▶ **DOCUMENT PASSAGE**
Gird

There's a moment in The English Patient - it may only be in the film version - when Almasy's friend Madox says that perhaps he can't help reading too much into events taking place around him because the relative blandness of his earlier life compelled him to read a great deal "into hardly anything at all."

I mention this apropos of little more than my inability to get this diary going again, even though our Med escapade ended over a month ago. I keep trying to devise an entry which will somehow encapsulate - in three whip-smackingly succinct paragraphs - the events, insights and emotions of the last two months... and, of course, I keep failing. I keep trying to write down all the many things I could - and did - read into the experience of living in an unfamiliar flat in an unfamiliar town, and I keep coming unstuck.

So I shall settle for this instead... and you can read what you like into it...

There's a place in Nice - Fenocchio, it's called - which serves the most unusual ice cream flavours I've ever come across. They've got your vanilla, chocolate and strawberry. They've also got vanilla & meringue, white chocolate and strawberry candy. But their extensive menu even includes items such as chewing gum, lavender, jasmine, rosemary and thyme, amongst various other surprising concoctions. When the Divine L and I visited the place, I asked for five different scoops topped with chocolate sprinkles, whipped cream and hot chocolate sauce. My little snack came served in a goblet of melon-like proportions. The size of this thing - and, I expect, of the grin on my face - caused several passersby to stop, smile and wish me Bon appetit. So there you go: we'd all be much nicer to each other if we went around eating massive ice creams.

Comments

Lorraine said…
Massive ice creams as the key to world peace. You're on to something there, my friend.
Blogger said…
I'm glad you agree. I know I've CERTAINLY never had a row across a bowl of sorbet.

Thanks for not giving up on this much-forlorn site, by the way.

▶ **GIVEN DATA**

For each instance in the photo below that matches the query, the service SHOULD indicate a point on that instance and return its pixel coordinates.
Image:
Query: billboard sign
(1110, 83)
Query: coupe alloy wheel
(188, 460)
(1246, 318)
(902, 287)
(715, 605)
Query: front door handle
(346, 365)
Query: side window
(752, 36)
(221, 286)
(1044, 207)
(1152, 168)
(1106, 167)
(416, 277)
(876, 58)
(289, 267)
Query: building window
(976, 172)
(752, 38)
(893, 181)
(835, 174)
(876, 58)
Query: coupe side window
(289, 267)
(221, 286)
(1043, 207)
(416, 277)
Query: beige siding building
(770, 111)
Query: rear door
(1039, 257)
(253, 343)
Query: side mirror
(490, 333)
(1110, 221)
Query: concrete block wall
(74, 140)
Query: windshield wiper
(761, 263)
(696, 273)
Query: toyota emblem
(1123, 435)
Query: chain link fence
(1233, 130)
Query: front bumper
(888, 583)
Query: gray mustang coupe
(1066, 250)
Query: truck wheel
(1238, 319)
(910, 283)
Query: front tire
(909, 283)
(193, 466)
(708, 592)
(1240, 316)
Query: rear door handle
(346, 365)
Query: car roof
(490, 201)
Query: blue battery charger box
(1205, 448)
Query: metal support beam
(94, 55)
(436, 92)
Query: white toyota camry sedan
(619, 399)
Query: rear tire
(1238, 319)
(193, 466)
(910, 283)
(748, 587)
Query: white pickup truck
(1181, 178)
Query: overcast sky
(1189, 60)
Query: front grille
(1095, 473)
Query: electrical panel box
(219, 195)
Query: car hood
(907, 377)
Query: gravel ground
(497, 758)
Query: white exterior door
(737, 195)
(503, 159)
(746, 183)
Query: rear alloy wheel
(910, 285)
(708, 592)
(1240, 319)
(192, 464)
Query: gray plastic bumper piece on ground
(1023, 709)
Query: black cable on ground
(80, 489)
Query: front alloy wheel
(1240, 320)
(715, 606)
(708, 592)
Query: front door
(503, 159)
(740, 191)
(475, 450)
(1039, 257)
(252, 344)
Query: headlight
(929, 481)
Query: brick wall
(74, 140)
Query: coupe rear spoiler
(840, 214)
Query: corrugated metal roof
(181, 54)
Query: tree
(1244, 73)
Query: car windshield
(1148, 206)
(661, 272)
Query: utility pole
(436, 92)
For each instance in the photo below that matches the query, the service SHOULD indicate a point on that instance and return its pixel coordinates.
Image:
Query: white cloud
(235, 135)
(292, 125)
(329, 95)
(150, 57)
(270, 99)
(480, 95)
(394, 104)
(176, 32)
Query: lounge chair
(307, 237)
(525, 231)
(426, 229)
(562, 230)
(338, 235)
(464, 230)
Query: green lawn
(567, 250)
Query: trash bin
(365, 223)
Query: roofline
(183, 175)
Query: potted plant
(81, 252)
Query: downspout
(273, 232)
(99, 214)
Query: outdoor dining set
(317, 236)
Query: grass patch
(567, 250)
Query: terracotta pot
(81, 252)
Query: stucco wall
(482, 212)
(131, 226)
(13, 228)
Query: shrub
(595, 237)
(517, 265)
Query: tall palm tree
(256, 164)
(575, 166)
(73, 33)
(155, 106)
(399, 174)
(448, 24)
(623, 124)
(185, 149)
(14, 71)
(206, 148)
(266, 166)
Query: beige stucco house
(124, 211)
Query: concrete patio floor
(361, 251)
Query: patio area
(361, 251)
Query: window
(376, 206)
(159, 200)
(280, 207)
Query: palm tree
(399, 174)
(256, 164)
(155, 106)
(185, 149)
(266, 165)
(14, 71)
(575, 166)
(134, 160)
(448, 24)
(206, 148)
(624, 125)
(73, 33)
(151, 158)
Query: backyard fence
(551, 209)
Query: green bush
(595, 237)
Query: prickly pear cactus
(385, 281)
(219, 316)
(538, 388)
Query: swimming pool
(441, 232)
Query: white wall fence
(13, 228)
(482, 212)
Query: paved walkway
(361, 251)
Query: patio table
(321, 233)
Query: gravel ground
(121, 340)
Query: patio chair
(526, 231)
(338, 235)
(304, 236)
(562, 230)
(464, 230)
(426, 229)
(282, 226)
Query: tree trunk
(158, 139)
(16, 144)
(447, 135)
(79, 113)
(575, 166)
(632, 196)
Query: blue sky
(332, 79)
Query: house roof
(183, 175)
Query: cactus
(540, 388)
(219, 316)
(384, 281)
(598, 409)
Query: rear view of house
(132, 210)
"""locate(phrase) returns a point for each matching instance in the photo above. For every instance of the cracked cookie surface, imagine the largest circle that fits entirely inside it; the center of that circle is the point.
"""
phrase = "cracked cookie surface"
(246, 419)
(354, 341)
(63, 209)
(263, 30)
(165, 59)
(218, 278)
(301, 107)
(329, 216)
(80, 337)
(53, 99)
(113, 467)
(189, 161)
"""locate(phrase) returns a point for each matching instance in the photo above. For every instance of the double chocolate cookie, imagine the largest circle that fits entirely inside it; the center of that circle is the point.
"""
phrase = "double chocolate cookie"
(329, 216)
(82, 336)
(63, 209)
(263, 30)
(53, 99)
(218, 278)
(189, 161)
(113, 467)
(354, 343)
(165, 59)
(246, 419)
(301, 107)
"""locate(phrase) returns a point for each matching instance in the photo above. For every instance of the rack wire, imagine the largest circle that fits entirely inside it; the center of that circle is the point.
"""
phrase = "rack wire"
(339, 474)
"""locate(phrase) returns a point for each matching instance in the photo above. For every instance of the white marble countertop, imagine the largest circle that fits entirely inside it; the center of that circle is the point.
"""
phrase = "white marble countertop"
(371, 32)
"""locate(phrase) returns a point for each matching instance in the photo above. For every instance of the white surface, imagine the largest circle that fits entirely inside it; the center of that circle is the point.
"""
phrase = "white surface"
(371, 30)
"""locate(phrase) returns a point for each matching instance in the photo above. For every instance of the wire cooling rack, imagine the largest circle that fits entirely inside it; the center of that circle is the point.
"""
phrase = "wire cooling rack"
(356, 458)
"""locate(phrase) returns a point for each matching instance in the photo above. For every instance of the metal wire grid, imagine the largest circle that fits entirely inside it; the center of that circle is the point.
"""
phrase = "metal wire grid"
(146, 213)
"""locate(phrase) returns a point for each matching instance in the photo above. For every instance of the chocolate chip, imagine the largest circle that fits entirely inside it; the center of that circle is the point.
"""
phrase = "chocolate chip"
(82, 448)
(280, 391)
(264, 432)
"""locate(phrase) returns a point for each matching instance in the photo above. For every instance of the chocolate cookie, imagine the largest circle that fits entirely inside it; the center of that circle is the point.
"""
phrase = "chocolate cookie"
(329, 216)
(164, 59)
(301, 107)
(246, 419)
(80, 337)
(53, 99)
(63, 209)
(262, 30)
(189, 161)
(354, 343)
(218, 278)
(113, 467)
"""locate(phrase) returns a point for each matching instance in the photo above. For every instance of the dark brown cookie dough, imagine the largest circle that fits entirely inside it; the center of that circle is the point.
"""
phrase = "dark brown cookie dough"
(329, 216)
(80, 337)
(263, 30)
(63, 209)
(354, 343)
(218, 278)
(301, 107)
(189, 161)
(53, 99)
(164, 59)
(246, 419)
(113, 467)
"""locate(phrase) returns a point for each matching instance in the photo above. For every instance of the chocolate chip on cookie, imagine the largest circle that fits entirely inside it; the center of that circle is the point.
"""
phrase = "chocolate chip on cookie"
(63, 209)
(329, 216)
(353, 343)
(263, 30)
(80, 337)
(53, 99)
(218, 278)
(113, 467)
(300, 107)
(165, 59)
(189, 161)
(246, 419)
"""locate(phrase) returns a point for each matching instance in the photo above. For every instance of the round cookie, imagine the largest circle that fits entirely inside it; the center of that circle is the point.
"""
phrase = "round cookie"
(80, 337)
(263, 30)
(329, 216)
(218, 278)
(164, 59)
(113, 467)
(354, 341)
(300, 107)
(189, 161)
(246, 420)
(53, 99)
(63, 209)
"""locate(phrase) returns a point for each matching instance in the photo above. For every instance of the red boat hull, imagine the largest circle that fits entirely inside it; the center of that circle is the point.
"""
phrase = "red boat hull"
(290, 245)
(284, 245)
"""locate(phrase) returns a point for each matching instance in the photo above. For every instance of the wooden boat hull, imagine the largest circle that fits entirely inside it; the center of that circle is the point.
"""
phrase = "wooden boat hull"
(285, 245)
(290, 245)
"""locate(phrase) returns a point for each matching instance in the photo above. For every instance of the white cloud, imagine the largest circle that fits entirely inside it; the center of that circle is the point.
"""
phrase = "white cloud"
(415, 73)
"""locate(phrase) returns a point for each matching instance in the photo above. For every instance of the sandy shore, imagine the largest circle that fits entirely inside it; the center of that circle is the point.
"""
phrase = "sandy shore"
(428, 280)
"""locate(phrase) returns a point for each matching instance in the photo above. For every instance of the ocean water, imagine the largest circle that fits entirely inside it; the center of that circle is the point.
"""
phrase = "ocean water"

▶ **PARTS OF THE EXERCISE**
A. Answer these questions about the blog post, one line each:
(i) How long ago did the Med escapade end?
(ii) What is the name of the place in Nice that serves unusual ice cream flavors?
(iii) What did several passersby wish the writer?
B. Rewrite the part of the blog post that begins at the words "Lorraine said…" and stops after "bowl of sorbet.", replacing "world peace" with "global harmony".

▶ **TASK-BY-TASK RESULTS**
A.
(i) Over a month ago.
(ii) Fenocchio.
(iii) Bon appetit.

B.
Lorraine said…
Massive ice creams as the key to global harmony. You're on to something there, my friend.
Blogger said…
I'm glad you agree. I know I've CERTAINLY never had a row across a bowl of sorbet.